§ Data supplied
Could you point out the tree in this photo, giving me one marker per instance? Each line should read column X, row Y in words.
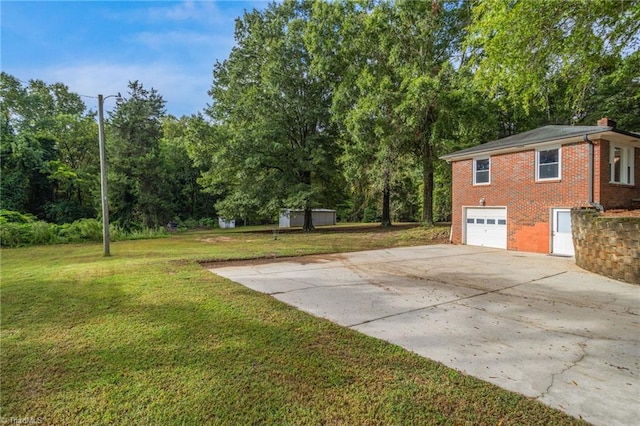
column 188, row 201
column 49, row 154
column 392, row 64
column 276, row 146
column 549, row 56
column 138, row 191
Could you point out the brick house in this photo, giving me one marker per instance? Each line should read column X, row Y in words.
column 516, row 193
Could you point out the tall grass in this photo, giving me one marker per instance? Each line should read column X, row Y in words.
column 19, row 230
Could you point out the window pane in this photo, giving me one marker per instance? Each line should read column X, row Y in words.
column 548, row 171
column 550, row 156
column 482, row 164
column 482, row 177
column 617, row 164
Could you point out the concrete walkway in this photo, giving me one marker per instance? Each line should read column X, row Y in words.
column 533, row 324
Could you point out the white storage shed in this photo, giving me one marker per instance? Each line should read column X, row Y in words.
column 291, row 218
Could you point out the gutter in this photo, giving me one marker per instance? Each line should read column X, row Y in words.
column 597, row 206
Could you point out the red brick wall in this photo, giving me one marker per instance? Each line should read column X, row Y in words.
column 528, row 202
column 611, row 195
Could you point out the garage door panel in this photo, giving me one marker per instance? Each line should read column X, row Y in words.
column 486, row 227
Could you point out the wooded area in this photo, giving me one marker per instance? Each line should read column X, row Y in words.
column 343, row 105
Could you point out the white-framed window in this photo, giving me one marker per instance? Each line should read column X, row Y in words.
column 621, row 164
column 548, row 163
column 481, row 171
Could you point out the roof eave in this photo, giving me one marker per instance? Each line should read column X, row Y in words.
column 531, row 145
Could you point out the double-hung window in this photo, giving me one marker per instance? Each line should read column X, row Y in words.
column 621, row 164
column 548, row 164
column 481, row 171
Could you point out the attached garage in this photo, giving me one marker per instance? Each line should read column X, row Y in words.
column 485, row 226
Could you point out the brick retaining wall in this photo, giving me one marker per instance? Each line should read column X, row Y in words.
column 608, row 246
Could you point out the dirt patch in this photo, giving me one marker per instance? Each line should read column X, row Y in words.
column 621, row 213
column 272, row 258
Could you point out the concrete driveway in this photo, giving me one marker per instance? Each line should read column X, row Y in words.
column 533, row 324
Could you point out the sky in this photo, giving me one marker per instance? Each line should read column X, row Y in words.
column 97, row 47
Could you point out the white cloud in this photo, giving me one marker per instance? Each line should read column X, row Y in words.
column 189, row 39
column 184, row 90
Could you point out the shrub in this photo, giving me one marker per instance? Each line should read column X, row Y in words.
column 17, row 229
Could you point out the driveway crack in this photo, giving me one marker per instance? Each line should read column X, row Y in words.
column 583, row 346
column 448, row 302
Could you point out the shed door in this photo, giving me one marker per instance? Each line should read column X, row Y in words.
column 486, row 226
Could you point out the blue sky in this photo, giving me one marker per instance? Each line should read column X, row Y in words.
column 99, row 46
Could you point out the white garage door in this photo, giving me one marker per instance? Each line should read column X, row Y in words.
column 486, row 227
==
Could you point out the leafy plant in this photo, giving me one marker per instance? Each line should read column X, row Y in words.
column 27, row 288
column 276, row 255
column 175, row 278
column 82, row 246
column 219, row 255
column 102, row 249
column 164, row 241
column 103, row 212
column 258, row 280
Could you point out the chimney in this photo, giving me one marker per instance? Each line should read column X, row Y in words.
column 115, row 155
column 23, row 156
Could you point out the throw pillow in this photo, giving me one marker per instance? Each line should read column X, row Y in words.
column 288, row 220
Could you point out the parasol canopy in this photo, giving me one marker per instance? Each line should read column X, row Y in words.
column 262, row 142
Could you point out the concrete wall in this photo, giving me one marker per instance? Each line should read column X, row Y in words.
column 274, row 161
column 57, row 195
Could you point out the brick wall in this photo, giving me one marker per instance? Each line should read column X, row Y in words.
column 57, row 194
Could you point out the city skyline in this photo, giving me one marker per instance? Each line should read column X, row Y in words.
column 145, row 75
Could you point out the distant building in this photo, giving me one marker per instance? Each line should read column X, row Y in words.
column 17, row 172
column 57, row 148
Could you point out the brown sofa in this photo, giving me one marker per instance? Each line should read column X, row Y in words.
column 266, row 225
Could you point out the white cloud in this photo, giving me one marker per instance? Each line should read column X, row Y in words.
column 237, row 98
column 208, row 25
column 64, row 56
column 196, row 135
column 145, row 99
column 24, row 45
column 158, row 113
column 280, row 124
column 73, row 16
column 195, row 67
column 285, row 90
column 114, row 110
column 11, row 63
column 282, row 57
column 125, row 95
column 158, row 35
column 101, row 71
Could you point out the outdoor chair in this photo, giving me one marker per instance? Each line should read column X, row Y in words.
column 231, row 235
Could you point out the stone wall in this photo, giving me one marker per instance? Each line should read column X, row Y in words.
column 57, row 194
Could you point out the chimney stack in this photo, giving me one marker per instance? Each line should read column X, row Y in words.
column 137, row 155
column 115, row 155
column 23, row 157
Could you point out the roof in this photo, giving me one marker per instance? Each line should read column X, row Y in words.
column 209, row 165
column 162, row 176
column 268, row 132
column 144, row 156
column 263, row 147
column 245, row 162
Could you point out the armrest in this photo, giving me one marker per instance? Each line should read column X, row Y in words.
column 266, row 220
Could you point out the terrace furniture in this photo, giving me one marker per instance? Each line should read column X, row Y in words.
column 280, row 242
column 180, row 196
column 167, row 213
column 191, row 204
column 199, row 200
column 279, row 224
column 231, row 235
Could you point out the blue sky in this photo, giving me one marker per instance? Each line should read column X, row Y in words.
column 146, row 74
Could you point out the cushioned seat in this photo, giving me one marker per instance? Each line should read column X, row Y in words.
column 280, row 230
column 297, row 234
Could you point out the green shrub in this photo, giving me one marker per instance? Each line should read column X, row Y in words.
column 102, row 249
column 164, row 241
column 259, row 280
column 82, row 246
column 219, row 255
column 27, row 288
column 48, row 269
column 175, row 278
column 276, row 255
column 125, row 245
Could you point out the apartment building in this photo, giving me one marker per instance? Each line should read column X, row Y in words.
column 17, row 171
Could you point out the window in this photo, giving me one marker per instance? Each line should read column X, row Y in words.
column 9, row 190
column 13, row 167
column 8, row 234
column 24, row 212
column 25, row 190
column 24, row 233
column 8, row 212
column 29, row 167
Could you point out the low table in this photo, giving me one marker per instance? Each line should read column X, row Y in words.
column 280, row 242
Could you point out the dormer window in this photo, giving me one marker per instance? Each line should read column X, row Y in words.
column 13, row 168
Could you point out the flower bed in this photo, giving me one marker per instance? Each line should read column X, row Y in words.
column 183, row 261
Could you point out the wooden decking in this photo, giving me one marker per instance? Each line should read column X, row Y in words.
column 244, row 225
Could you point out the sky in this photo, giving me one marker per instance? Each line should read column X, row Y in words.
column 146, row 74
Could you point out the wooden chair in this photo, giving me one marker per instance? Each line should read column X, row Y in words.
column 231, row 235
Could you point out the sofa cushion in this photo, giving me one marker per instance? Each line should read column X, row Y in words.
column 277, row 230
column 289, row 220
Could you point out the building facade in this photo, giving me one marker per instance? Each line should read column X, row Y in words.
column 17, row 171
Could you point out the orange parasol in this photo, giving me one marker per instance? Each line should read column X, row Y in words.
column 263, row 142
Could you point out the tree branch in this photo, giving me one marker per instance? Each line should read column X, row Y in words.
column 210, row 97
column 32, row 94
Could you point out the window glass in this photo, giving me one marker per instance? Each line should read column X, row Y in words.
...
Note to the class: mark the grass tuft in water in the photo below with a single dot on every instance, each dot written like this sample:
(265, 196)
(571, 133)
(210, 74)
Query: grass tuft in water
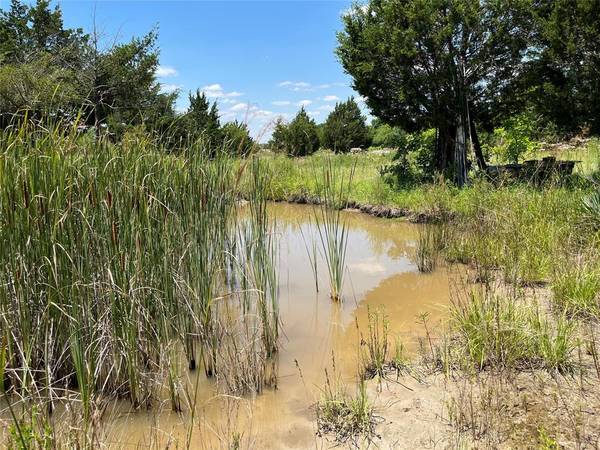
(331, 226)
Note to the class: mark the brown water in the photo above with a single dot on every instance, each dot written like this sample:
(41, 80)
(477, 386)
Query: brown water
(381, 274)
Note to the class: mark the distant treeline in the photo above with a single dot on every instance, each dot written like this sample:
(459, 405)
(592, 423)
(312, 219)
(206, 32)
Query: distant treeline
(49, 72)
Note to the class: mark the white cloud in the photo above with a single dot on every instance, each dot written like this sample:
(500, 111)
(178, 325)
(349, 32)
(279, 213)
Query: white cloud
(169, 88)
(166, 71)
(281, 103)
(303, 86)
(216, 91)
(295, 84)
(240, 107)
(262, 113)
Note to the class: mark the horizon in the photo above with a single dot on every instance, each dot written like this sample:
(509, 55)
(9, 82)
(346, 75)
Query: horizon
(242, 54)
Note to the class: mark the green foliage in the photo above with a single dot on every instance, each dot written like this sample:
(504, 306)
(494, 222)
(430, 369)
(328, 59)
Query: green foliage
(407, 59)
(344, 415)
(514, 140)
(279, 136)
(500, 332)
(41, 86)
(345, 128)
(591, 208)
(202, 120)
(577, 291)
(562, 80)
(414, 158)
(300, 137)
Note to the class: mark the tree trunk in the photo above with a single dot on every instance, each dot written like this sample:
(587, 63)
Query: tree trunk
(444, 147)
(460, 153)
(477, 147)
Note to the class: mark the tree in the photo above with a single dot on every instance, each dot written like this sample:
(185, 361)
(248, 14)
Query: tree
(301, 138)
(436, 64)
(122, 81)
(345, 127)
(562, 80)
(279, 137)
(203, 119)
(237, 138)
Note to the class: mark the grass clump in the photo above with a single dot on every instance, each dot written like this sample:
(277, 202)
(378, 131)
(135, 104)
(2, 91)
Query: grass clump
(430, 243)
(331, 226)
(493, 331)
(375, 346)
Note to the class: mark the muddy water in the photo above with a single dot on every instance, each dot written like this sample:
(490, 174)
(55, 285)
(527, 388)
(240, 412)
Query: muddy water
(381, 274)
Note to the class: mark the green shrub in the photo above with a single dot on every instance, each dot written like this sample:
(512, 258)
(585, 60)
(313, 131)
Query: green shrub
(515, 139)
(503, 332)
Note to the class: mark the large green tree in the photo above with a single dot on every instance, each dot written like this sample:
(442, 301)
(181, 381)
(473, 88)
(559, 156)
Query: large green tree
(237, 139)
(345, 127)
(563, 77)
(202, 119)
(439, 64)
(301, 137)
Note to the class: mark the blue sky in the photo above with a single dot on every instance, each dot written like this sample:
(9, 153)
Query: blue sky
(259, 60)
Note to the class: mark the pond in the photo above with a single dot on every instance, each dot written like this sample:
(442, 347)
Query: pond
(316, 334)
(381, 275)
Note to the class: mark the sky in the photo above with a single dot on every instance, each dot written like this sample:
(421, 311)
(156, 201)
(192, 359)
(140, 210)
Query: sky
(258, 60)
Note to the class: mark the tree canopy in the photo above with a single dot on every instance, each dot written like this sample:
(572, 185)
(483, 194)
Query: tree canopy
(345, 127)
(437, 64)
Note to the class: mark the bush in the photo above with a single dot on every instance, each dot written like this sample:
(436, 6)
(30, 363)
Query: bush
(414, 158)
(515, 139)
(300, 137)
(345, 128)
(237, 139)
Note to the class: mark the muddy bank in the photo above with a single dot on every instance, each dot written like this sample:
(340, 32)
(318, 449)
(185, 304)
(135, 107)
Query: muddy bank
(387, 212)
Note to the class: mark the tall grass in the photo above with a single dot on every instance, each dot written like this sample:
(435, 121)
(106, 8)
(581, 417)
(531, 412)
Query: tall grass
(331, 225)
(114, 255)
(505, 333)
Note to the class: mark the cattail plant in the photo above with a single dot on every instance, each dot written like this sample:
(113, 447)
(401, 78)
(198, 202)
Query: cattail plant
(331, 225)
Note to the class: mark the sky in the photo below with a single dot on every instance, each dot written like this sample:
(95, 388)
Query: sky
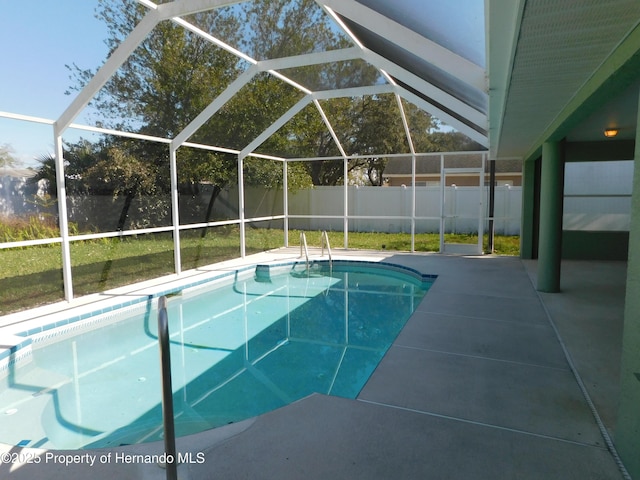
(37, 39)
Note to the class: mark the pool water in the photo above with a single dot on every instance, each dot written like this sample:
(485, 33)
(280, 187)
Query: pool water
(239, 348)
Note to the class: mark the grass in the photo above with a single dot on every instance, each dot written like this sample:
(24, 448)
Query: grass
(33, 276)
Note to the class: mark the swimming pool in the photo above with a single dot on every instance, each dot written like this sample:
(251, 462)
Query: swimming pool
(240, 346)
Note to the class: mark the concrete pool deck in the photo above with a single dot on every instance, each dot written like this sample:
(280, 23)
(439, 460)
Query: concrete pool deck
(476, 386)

§ Activity
Search the data for "below". Copy every line that has it.

§ Solution to the problem
Note to the class: mark the grass tuft in water in the photo below with a single dot on every instance, each dot written like this sample:
Note to the class: mark the sky in the photo below with a single dot on every instance, each dot written like this sample:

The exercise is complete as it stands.